[START OF Document section]

The loyalty of the security services is always an important predictor of a regime’s stability, and here the Saudis again have reason for some confidence. Senior members of the royal family and their sons are in control of all the security forces – the military, the national guard and the religious police. They will survive or fall together. There can be no equivalent to the Egyptian military taking over as a credible, independent institution. In Saudi Arabia, the government has a monopoly on violence. Indeed, the Saudis are taking no chances and have arrested people trying to establish a new political party calling for greater democracy and protections for human rights.

Finally, a succession plan is in place. Saudi Arabia has had five monarchs in the past six decades, since the death of its founder. There is not a succession vacuum as there was in Egypt and Tunisia. Many Saudis may not like Prince Nayaf, the interior minister, but they know he is likely to follow King Abdullah and Crown Prince Sultan on the throne. And there is a process, if somewhat opaque, for choosing the king after him.

The United States has a great deal at stake in Saudi Arabia, though Americans often look at the Saudis with distaste. As one senior Saudi government official once asked me: “What does the United States share with a country where women can’t drive, the Koran is the constitution and beheadings are commonplace?” It’s a tough question, but the answer, quite simply, is geopolitics – and that we know and like Saudi’s U.S.-educated liberal elites.

[END OF Document section]
[START OF Supplied data]

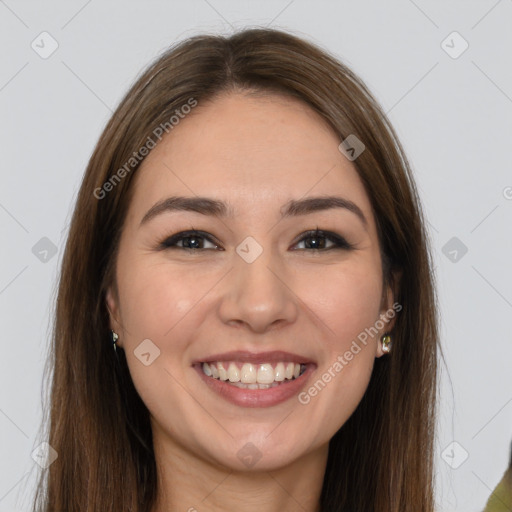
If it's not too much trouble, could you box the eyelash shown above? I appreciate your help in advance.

[END OF Supplied data]

Instructions:
1 - Decide whether each statement agrees with the passage on Saudi Arabia's stability, answering yes or no and quoting the words that decide it: (a) the royal family controls the religious police; (b) Saudi Arabia has had seven monarchs in the past six decades; (c) the process for choosing the king after the next one is fully transparent.
2 - Write the next part of the passage on Saudi Arabia's stability, picking up after its final sentence.

Answers by task:
1 -
(a) Yes: "Senior members of the royal family and their sons are in control of all the security forces – the military, the national guard and the religious police."
(b) No: "Saudi Arabia has had five monarchs in the past six decades, since the death of its founder."
(c) No: "there is a process, if somewhat opaque, for choosing the king after him."

2 -
The Saudis have been helpful to us. They are reasonably peaceful stalwarts. They don’t attack their neighbors, although they do try to influence them, often by funding allies in local competitions for power. They are generally committed to reasonable oil prices. For example, although their oil is not a direct substitute for Libyan sweet crude, the Saudis have offered to increase their supply to offset any reduction in Libyan production due to the violence there. We work closely with them on counterterrorism operations. And the Saudis are a counterbalance to Iran. We disagree on the Israel-Palestinian issue, but we don’t let it get in the way of other key interests.

Washington does not want the Saudi monarchy to fall. The Obama administration would like it to change over time and should encourage a better system of governance with more representation and liberal policies and laws. But revolutions aren’t necessarily going to help those we hope will win.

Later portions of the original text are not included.